### [What the exercise asks]
In the records below, take the line containing "of the second" and every line following it, and write them out exactly.

### [Data records]

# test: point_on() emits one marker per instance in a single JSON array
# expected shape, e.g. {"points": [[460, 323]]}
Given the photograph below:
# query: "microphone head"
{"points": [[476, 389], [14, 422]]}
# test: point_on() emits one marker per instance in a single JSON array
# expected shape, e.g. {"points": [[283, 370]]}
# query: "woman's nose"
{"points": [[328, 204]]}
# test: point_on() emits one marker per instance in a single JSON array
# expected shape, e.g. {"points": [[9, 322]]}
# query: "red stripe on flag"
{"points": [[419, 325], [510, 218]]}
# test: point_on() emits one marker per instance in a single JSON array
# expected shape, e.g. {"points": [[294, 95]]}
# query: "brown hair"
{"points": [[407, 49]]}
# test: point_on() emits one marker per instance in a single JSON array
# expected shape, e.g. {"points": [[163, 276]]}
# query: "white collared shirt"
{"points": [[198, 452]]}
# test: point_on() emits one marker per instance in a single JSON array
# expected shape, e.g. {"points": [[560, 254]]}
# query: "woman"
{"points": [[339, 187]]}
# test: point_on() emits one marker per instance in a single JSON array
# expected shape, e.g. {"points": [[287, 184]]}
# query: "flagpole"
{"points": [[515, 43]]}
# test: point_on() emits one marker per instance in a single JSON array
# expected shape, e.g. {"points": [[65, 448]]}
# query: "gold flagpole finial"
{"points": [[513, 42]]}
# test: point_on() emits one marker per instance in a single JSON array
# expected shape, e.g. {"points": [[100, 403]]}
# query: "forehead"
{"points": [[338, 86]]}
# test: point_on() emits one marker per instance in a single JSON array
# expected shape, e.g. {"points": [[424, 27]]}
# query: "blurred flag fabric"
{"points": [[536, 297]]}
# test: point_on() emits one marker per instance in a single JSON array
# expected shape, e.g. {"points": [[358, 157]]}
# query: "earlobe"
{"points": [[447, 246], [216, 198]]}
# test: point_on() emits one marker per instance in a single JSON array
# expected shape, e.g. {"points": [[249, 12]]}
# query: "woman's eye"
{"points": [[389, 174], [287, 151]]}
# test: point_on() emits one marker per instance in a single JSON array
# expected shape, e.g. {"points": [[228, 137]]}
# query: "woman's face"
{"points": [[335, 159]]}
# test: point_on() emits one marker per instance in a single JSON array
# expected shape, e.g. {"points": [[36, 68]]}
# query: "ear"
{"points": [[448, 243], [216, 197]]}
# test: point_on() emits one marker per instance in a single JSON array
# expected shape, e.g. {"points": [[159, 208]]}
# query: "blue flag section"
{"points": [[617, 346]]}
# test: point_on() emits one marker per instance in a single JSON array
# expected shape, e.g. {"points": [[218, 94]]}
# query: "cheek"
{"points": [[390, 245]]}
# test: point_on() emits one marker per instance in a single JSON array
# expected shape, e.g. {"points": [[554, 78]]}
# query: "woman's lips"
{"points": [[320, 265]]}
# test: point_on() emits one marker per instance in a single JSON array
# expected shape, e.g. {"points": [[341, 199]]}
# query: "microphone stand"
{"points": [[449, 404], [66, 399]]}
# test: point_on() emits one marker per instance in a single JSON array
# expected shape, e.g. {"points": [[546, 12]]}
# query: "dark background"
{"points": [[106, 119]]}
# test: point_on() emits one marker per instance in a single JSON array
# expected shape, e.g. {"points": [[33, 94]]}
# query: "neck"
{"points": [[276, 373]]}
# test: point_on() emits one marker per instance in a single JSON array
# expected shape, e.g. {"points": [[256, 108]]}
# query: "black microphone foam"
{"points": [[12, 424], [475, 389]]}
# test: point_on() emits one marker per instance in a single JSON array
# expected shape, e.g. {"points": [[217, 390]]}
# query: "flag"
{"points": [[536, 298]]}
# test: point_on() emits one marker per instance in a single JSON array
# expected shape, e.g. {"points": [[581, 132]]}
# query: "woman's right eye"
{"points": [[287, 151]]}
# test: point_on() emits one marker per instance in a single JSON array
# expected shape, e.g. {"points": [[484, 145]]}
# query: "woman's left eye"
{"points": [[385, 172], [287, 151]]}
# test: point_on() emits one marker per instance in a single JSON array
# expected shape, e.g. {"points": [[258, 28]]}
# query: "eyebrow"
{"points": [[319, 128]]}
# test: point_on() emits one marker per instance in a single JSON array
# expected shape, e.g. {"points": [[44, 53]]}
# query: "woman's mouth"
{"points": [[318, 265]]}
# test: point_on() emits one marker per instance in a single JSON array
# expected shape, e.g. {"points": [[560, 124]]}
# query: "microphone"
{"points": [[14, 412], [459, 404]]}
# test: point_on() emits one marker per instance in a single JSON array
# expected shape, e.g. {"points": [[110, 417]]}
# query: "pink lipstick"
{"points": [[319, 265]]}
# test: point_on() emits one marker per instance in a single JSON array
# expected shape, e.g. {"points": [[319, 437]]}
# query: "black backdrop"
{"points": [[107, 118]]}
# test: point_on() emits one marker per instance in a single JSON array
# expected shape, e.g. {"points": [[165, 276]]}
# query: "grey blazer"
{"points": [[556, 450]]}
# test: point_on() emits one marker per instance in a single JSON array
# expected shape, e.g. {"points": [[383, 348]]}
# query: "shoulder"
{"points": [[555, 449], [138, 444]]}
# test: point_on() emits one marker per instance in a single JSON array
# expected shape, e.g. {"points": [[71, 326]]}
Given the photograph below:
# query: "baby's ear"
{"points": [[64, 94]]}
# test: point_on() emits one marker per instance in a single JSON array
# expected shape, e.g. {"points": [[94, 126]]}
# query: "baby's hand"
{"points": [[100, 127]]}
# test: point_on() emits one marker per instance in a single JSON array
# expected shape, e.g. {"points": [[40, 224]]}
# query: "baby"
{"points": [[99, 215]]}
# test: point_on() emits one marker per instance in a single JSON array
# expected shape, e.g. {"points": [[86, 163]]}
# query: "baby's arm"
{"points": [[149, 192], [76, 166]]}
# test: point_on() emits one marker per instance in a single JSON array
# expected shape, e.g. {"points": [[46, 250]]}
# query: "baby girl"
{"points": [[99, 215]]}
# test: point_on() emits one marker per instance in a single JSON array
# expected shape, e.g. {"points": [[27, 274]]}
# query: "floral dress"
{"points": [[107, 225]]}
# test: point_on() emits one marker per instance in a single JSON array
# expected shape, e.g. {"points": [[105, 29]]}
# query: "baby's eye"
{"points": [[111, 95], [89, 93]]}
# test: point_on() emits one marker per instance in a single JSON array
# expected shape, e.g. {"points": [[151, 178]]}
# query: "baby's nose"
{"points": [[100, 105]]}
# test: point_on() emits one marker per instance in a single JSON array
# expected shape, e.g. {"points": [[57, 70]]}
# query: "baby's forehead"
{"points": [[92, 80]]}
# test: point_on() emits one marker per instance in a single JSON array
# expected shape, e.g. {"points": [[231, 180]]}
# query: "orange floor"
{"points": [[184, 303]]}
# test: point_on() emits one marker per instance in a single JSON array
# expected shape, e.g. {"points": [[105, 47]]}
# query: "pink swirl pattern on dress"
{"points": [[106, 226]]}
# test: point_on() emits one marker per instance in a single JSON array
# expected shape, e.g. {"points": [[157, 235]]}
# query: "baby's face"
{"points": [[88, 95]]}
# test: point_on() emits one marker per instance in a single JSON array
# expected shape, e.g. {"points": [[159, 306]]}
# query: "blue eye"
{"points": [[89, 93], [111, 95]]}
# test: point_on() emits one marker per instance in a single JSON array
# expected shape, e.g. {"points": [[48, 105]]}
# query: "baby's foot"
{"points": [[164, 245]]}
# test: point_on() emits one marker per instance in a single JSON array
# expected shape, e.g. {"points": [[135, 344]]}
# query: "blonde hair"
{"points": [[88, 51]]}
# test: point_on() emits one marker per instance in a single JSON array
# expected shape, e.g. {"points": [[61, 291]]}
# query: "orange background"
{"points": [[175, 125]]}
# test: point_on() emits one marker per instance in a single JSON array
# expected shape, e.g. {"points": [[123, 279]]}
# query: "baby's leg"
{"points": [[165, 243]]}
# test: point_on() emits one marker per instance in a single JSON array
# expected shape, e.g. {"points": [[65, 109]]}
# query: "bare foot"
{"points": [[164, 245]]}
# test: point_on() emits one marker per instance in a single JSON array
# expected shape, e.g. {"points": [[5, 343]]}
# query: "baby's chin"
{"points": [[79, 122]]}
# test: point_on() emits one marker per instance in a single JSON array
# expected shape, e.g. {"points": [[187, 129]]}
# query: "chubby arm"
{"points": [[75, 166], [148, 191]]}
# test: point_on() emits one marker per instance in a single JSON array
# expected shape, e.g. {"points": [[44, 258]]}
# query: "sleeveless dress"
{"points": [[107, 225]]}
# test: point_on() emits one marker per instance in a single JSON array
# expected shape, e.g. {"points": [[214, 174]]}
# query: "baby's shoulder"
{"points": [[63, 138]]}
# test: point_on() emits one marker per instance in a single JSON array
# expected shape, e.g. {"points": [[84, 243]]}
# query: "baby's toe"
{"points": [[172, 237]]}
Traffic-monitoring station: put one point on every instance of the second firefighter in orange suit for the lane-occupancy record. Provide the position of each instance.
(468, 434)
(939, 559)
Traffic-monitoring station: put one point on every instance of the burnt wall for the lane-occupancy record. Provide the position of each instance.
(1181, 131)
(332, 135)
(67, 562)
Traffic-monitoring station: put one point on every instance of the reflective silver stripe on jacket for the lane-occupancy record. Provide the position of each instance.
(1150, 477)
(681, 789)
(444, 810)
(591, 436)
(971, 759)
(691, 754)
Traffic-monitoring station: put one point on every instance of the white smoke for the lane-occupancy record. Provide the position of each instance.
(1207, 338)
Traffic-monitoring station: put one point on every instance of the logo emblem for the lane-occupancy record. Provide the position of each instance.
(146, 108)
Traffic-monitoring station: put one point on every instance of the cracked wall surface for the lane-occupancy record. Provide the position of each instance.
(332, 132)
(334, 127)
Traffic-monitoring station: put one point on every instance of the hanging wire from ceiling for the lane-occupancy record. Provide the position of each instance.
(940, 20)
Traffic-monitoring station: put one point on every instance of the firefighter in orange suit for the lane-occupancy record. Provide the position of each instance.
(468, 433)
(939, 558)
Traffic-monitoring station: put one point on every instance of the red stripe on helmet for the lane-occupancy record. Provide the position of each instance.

### [Your response]
Traffic-monitoring station: put one point on every instance of the second firefighter in orange suit for the lane-occupancy record. Provide the position of each instance.
(468, 434)
(939, 559)
Traffic-monitoring station: put one point on every instance of the burnt wall for the lane-occupancy record. Provide the position of each instance.
(1181, 131)
(332, 135)
(67, 562)
Traffic-monitoring station: put one point on every instance of the reflective silver stripe on jacket for the lane-occupancy record. Provide the position of each instance.
(1150, 477)
(681, 789)
(444, 810)
(591, 436)
(971, 759)
(691, 754)
Traffic-monitoring station: put one point on every instance of the white smoke for the lane-occupancy record. Provide the position of each instance.
(1207, 338)
Traffic-monitoring station: put one point on every instance of the logo emblem for the lane-occupancy record. Provide the position of each instance.
(146, 108)
Traffic-monitoring station: put one point on every instance of the cracked wall surface for the lane-occupancy record. Provide the position of each instance.
(332, 132)
(334, 127)
Traffic-monitoring station: put one point on every instance of the hanging wire from ceiling for the lane-occupancy record. Provide the position of each instance.
(940, 20)
Traffic-monitoring station: put one point on every instance of the firefighter in orange suit for the lane-occupancy record. Provide the position of each instance.
(468, 433)
(939, 558)
Traffic-monitoring station: put one point on every instance of the red stripe on helmet for the lane-occupancy record. Provide the position of each instance.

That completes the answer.